**EXERCISE REQUIREMENTS**
How many lines of the entries below contain the string "wall", with case counting? Give only the number.

──────── SUPPLIED RECORDS ────────

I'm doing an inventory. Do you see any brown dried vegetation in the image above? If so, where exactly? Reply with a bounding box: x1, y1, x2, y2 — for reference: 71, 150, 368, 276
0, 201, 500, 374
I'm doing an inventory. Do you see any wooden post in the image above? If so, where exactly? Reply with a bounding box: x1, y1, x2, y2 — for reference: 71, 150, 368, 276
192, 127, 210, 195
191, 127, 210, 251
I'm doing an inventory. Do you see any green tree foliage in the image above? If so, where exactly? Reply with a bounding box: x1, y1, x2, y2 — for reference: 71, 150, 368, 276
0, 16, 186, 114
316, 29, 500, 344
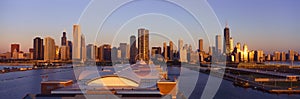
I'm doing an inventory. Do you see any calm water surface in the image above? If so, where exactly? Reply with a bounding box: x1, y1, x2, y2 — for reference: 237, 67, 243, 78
0, 67, 300, 99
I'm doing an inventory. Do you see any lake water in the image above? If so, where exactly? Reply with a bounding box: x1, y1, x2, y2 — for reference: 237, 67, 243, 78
0, 67, 300, 99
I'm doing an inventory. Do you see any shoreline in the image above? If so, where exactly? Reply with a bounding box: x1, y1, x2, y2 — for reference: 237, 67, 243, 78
0, 63, 34, 66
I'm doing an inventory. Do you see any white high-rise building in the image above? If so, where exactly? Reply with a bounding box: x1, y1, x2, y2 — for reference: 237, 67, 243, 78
180, 48, 187, 62
229, 37, 234, 53
72, 24, 82, 60
81, 34, 86, 62
289, 50, 295, 61
44, 37, 56, 61
86, 44, 96, 61
60, 45, 69, 60
216, 35, 222, 53
120, 43, 127, 59
243, 44, 248, 62
178, 39, 183, 52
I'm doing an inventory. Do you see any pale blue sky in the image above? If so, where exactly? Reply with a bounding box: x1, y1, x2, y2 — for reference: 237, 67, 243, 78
0, 0, 300, 53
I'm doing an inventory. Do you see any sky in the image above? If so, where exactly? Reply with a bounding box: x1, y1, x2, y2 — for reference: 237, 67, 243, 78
0, 0, 300, 53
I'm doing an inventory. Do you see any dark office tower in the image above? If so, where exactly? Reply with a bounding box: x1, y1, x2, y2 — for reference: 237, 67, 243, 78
33, 37, 44, 60
61, 32, 67, 46
10, 44, 20, 57
138, 28, 149, 62
68, 41, 73, 59
129, 35, 137, 64
199, 39, 204, 52
223, 23, 230, 54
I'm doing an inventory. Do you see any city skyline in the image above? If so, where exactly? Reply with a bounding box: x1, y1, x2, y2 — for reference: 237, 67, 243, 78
0, 0, 300, 53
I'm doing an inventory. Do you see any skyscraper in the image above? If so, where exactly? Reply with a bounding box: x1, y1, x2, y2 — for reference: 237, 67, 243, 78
61, 31, 67, 46
120, 43, 127, 59
223, 23, 230, 55
72, 24, 82, 60
10, 44, 20, 57
86, 44, 95, 61
68, 41, 73, 59
129, 35, 137, 64
81, 34, 86, 62
229, 37, 234, 53
151, 47, 161, 57
216, 35, 222, 54
138, 28, 149, 62
199, 39, 204, 52
44, 37, 56, 61
168, 41, 174, 60
243, 44, 248, 62
178, 39, 183, 52
60, 45, 69, 61
289, 50, 295, 61
33, 37, 44, 60
163, 42, 169, 61
102, 44, 112, 61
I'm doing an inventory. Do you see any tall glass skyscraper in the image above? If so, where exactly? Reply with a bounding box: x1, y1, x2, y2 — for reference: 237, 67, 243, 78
223, 23, 230, 54
72, 24, 82, 60
33, 37, 44, 60
138, 28, 149, 62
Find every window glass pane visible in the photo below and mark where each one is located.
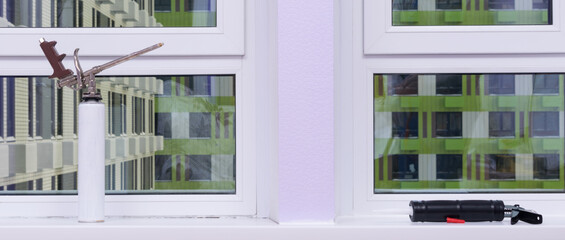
[385,74,418,95]
[0,0,216,28]
[0,75,236,194]
[534,74,559,94]
[392,0,552,26]
[373,74,565,193]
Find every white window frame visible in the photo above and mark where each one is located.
[0,0,245,58]
[335,0,565,219]
[359,0,565,54]
[0,0,257,217]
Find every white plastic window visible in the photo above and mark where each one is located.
[0,0,256,216]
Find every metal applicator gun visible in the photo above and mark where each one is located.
[410,200,543,225]
[39,38,163,99]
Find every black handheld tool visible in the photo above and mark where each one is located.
[410,200,543,225]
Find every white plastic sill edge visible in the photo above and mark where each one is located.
[0,215,565,240]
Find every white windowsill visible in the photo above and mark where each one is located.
[0,215,565,240]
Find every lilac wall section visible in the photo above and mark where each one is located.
[277,0,335,223]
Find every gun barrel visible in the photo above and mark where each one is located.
[88,43,163,75]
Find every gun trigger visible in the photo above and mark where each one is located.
[510,209,543,225]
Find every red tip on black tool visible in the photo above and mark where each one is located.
[39,38,73,79]
[447,217,465,223]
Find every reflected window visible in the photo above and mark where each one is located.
[185,76,211,96]
[155,155,172,181]
[392,112,418,138]
[388,154,418,180]
[155,112,172,139]
[531,112,559,137]
[533,74,559,94]
[189,112,212,138]
[155,0,172,12]
[485,154,516,180]
[185,155,212,181]
[486,0,514,10]
[392,0,418,10]
[434,112,462,137]
[436,74,463,95]
[485,74,515,95]
[489,112,515,137]
[436,0,461,10]
[534,154,559,179]
[436,154,463,180]
[532,0,549,10]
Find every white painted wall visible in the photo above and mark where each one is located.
[275,0,335,223]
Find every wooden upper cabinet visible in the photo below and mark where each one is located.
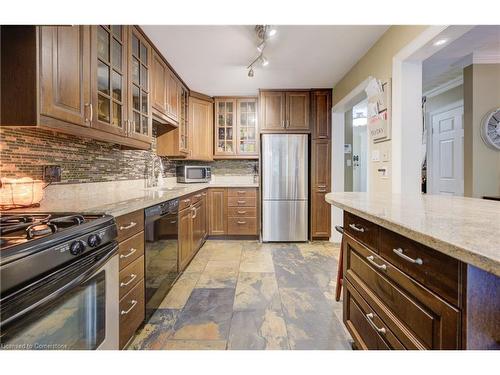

────────

**EXERCISE SOLUTION**
2